------ Provided passage ------

#2977 closed enhancement (fixed)
Better handling of regular expressions for reverse urlresolver
Reported by: | Chris Beaven | Owned by: | Malcolm Tredinnick |
---|---|---|---|
Component: | Core (Other) | Version: | |
Severity: | normal | Keywords: | url reverse |
Cc: | albertpeschar+djangotrac@…, mattimustang@…, dcwatson@…, alexander.solovyov@…, daybreaker12@…, wbyoung@…, django@…, eric@…, beau@… | Triage Stage: | Accepted |
Has patch: | yes | Needs documentation: | no |
Needs tests: | no | Patch needs improvement: | yes |
Easy pickings: | no | UI/UX: | no |
Description
I spent a bit of time looking over the urlresolvers.py today. I put together a patch fixing some problems with it.
Firstly, regular expressions should be set up outside the function so they only have to be compiled once (fix 1).
A TODO:
was to make the resolver handle recursive parenthesis. After a bit of thinking (and actually making it work like that) I realised that is actually not what you'd need to do. Recursion is not necessary because the outermost matched parenthesis will be replaced with the given argument anyway.
What was needed was a rethink of choosing between named/unnamed groups. It should be named groups only (if any exist) for each whole regular expression (fix 2).
It does need to handle non-grouping parenthesis recursively though (fix 3).
Other expression extension notations (apart from named groups, of course) should be ignored (fix 4).
Probably rarely needed, but it now also handles pipes in regular expressions (fix 5).

------ Data listing ------

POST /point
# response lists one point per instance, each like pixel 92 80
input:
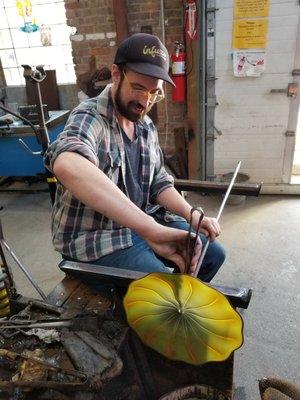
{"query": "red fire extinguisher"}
pixel 178 73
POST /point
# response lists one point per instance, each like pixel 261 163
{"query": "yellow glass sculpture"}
pixel 182 318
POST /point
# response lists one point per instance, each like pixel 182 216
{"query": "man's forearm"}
pixel 174 202
pixel 93 188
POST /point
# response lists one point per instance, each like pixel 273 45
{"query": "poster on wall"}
pixel 248 63
pixel 250 33
pixel 251 8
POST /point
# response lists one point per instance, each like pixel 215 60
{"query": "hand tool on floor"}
pixel 196 272
pixel 34 284
pixel 87 323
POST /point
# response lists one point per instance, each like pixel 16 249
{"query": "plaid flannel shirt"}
pixel 93 131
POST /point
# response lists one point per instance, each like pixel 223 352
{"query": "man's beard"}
pixel 127 110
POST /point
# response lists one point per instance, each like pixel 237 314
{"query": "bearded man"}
pixel 115 203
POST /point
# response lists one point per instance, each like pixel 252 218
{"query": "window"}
pixel 18 47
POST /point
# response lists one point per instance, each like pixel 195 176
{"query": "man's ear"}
pixel 115 74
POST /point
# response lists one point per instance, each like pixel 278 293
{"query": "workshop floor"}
pixel 262 240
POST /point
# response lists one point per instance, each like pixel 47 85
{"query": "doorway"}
pixel 295 178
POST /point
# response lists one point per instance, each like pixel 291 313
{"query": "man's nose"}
pixel 144 101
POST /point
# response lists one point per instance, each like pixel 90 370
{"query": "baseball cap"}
pixel 145 54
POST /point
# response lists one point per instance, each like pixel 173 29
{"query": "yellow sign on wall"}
pixel 250 34
pixel 251 8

------

--- Set of tasks ---
a) Can you transcribe the stretch of the urlresolver ticket from "What was needed" through "expressions (fix 5)."?
b) Answer these questions about the urlresolver ticket:
(i) Who is listed as the owner of the ticket?
(ii) What is gained by setting up regular expressions outside the function?
(iii) What kind of parenthesis does the resolver still need to handle recursively?
c) Could you resume the urlresolver ticket from where it stops?

--- Responses by task ---
a)
What was needed was a rethink of choosing between named/unnamed groups. It should be named groups only (if any exist) for each whole regular expression (fix 2).
It does need to handle non-grouping parenthesis recursively though (fix 3).
Other expression extension notations (apart from named groups, of course) should be ignored (fix 4).
Probably rarely needed, but it now also handles pipes in regular expressions (fix 5).

b)
(i) Malcolm Tredinnick
(ii) They only have to be compiled once.
(iii) Non-grouping parenthesis

c)
Attachments (6)
Change History (36)
by , 18 years ago
Attachment: | reverse_urlresolver.patch added |
---|
by , 18 years ago
Attachment: | reverse_urlresolver.2.patch added |
---|
comment:1 by , 18 years ago
This looks good, but I'm having trouble figuring out exactly how some of it works. Could you perhaps add some tests that illustrate how the current resolver fails? The right place for those is source:django/trunk/tests/urlpatterns_reverse/
comment:2 by , 18 years ago
Er, that should be: source:django/trunk/tests/regressiontests/urlpatterns_reverse
by , 18 years ago
Attachment: | new_reverse_urlresolver.patch added |
---|
complete rewrite of most of the reverse code!
comment:3 by , 18 years ago
All right, my previous implementation had a few fatal flaws I realised. So I have rewritten everything.
A major change is that the RegexURLPattern objects get a compiled matcher with them, which will greatly speed up reverse lookups.
The rewrite was mostly necessary to correctly handle nested parenthesis, which it now does using a basic tokenizer. There is a small change in logic, which was a bug in the previous one: if a RE has both named and non-named groups, only the named groups should be parsed (this is in line with how the forward lookups work and what documentation says).
A few more tests have been added.
comment:4 by , 18 years ago
Also, the original code (Adrian's) handled argument passing incorrectly when used with a URLResolver. The resolver is should check both itself and its children using one set of arguments.
comment:5 by , 18 years ago
Hi, i just looked briefly on the patch. You should use a helper function like adrian did, currently the regexp will be parsed, even if it is never used.
comment:6 by , 18 years ago
Thanks for the advice.
The difference is that the parsed REs inside of RegexURLPattern
s are cached, and I'm mostly sure that the RegexURLPattern
s themselves are cached, so everyone wins.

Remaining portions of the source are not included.